> **課題の指示**: 電子カルテ移行に伴うユーザ満足度の研究抄録について、最後の文に続く部分を書いてもらえますか？

一般社団法人 日本医療情報学会

[2-E-2-02] 電子カルテの移行に伴うユーザ満足度の時間的変化

*斎藤 寛彰1、日髙 一義1、杉原 太郎1、小原 まみ子2、関根 広介2、新倉 康弘2、亀田 信介2 (1. 東京工業大学 環境・社会理工学院, 2. 亀田総合病院)

User Satisfaction, User Experience, Electronic Medical Record, System Transition

本研究は,電子カルテの移行前後において生じるユーザエクスペリエンス上の課題を,主に移行前の期待と移行前後の満足度の視点で明らかにすることを目的に実施した。
調査は,2019年に内製型の電子カルテからパッケージ型の電子カルテへの移行が行われた医療機関を対象としたアンケート調査により行なった。
調査方法は,複数時点における満足度等の変化を理由とともに回答してもらうアンケート調査手法を採用した。回答してもらう主なフェーズと内容は,移行前の電子カルテの満足度,移行前における新しい電子カルテへの期待度,移行直後の満足度,移行1年半後の満足度の4時点とし,軽微な変化も回答できるように11段階のスケールを設定した。医師,看護師,薬剤師,医療技術者を対象にウェブアンケートを用いて調査を実施した結果,253名の有効回答を得た。

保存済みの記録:
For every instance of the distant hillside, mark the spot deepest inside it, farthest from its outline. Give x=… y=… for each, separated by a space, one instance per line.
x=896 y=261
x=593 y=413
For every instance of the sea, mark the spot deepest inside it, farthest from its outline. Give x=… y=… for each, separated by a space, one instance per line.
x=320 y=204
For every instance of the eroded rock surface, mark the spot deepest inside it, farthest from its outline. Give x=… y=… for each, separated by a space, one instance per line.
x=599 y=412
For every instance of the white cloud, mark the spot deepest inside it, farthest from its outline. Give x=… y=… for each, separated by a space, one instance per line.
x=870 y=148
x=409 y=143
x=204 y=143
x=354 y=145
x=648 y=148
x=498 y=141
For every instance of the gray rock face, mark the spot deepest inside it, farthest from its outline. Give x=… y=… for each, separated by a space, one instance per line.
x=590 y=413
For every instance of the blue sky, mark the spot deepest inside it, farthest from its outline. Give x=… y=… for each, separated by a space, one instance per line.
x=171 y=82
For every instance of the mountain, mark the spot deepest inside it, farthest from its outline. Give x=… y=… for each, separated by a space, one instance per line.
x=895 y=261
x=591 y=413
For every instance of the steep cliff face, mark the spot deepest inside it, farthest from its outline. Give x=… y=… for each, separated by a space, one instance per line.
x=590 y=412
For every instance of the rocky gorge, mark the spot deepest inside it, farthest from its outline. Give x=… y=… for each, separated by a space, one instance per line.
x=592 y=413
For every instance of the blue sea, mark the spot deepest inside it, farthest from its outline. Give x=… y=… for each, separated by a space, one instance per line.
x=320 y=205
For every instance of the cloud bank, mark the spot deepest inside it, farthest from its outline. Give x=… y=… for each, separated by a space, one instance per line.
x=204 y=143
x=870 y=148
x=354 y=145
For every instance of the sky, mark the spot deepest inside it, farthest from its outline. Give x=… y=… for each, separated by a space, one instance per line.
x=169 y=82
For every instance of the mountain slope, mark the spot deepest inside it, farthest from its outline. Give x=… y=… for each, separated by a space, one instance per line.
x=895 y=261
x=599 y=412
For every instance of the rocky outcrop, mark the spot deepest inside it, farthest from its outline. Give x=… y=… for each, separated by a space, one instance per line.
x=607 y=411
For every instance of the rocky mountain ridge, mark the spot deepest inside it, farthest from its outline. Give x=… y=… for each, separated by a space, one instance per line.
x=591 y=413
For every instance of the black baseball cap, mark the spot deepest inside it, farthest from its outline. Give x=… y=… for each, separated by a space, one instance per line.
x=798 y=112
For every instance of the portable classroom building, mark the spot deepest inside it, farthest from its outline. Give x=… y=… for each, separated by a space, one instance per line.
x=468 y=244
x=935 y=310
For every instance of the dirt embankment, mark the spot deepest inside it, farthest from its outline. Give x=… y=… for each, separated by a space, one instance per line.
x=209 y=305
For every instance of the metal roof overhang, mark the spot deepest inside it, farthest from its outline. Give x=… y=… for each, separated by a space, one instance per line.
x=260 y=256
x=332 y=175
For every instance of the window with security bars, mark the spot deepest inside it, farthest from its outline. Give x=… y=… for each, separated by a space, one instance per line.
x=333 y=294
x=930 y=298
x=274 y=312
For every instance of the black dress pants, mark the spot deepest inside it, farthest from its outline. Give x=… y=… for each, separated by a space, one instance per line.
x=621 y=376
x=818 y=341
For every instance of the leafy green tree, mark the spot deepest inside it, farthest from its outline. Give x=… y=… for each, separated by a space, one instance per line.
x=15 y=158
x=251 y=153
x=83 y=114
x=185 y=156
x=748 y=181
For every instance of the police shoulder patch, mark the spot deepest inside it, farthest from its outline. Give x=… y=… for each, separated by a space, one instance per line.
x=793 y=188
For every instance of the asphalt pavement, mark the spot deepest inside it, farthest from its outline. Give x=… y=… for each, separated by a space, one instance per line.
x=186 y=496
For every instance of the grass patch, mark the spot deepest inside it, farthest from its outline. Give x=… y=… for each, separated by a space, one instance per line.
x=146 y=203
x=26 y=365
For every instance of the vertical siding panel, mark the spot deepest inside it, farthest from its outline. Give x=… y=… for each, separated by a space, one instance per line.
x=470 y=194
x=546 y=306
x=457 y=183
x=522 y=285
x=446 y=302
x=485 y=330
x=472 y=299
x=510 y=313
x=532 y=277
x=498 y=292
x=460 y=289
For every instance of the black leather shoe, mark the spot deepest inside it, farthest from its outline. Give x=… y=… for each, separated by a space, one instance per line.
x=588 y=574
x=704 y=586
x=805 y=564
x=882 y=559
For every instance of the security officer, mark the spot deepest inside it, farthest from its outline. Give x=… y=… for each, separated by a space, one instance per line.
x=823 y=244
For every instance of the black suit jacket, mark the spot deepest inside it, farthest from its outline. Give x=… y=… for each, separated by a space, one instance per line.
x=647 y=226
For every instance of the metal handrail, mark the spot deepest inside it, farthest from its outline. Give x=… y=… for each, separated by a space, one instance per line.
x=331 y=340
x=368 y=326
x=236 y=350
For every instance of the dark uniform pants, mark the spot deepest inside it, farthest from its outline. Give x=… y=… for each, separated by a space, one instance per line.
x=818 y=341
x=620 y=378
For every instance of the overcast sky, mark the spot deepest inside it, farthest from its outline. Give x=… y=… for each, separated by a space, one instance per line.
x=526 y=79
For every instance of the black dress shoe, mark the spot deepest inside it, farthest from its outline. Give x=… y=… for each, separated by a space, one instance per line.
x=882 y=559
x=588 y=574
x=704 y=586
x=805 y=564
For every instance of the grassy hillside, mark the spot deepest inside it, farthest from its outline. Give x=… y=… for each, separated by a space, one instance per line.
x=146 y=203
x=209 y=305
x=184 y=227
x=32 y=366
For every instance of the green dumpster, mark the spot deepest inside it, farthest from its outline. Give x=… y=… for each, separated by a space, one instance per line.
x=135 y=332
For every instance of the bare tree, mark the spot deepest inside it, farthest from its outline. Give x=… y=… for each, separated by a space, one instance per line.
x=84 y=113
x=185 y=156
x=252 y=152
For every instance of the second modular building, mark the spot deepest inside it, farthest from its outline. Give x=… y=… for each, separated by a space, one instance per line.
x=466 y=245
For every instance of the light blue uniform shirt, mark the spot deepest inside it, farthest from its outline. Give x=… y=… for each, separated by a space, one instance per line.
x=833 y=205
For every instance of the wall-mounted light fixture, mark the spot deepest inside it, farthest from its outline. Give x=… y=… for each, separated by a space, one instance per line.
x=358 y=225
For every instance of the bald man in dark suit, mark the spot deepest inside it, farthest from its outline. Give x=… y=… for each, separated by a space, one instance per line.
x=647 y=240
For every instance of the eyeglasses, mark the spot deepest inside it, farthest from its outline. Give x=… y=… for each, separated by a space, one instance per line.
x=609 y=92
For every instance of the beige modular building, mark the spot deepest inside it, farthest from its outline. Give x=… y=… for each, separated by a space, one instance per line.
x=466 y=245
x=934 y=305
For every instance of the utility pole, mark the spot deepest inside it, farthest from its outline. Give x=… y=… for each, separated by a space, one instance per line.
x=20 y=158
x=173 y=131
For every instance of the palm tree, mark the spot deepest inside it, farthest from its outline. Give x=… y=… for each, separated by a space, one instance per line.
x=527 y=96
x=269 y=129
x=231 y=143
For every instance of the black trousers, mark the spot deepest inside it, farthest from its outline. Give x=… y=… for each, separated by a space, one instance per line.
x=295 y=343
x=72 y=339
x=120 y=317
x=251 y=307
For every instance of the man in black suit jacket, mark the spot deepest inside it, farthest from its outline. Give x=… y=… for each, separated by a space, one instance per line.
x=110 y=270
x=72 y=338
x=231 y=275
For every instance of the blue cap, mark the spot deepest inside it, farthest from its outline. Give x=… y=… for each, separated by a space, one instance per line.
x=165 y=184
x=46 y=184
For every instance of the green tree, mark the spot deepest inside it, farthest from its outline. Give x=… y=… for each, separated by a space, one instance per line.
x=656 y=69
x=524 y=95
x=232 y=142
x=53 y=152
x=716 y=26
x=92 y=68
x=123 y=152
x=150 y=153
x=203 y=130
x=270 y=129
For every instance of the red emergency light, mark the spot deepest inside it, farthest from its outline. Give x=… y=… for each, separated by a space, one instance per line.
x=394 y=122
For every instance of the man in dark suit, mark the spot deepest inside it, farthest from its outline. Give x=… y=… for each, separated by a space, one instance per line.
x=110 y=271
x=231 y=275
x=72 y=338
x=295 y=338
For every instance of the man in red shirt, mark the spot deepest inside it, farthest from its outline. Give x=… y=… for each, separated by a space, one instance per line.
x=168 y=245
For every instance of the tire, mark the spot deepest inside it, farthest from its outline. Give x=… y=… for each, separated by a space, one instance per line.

> **解答結果**:
分析の結果,全体として電子カルテ移行直後のユーザ満足度は大きく低下し,移行1年半後においても不満に感じているユーザが半数を超え,満足度が移行前の水準まで回復していないことが明らかになった。職種別の差をみると,医師の満足度は看護師に対して有意に低い傾向が見られた。この理由の一つとして,電子カルテ上で医師が活用する機能の権限範囲が他職種と比べて相対的に大きいことが可能性として考えられる。さらに,移行前の電子カルテの利用歴が2年以上のユーザはそれ未満のユーザに対して有意に満足度が低い傾向も見られた。この傾向は,自由記述回答の結果を基に考察すると,長年使い慣れた電子カルテから新しいものに移行を強いられる経験に対する不満として挙がった可能性や,内製型とパッケージ型の電子カルテの性質の違いが影響していることが考えられる。
本研究の結果を踏まえ,今後多くの医療従事者にとって負担の少ない円滑な移行を実現するためにも,インタフェースまで含めた電子カルテの標準化の議論が前進することが望まれる。